Data extract ::
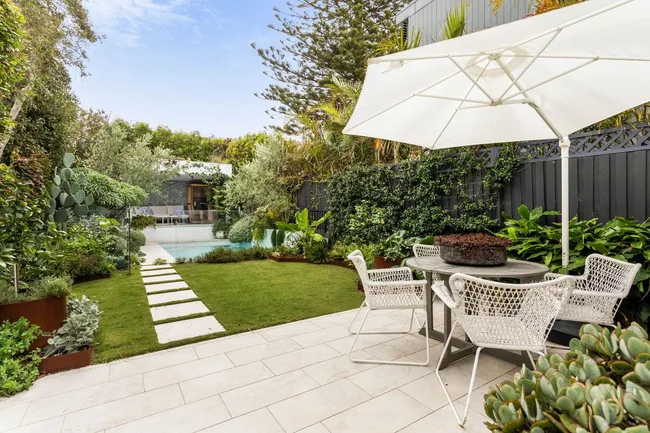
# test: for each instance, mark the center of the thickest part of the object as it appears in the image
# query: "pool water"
(195, 249)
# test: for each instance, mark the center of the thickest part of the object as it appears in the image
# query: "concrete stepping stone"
(178, 310)
(171, 297)
(153, 288)
(158, 272)
(189, 328)
(152, 267)
(161, 278)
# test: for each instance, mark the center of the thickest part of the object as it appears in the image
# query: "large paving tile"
(178, 310)
(119, 412)
(161, 279)
(288, 330)
(488, 367)
(386, 377)
(316, 428)
(155, 288)
(61, 383)
(260, 421)
(428, 390)
(10, 416)
(155, 361)
(444, 420)
(263, 351)
(385, 414)
(258, 395)
(183, 295)
(48, 426)
(152, 267)
(228, 344)
(73, 401)
(313, 406)
(186, 371)
(398, 348)
(189, 418)
(157, 272)
(217, 383)
(189, 328)
(338, 368)
(321, 336)
(342, 345)
(300, 358)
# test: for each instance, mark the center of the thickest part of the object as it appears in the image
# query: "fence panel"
(609, 175)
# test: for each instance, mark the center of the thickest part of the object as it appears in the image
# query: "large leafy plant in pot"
(304, 233)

To do :: The records above need to be given again exactly. Omit the pictures.

Expected answer ::
# test: for each instance, mark the center of the thickest part of the object as it appears in the image
# query: "pool water"
(195, 249)
# test: for each instance, mark the center of the thickest part of the object as it appears in the image
# query: "concrete stepping stone"
(178, 310)
(171, 297)
(153, 288)
(158, 272)
(189, 328)
(152, 267)
(161, 278)
# test: for each instance, mark the center of the thickest part of the object as it appears in the image
# query: "large paving tile"
(178, 310)
(119, 412)
(161, 279)
(288, 330)
(488, 367)
(386, 377)
(316, 428)
(155, 288)
(61, 383)
(260, 421)
(428, 390)
(10, 416)
(155, 361)
(444, 420)
(263, 351)
(385, 414)
(258, 395)
(183, 295)
(48, 426)
(152, 267)
(228, 344)
(73, 401)
(313, 406)
(186, 371)
(398, 348)
(189, 418)
(157, 272)
(217, 383)
(189, 328)
(338, 368)
(321, 336)
(342, 345)
(300, 358)
# test: for each instance, mark the center of the thickest part of the object as it appears in the image
# query: "fence panel"
(609, 175)
# test: for each instance, mark the center of the thickest part of the object as it appears in the image
# query: "large leafy plant in pot"
(304, 233)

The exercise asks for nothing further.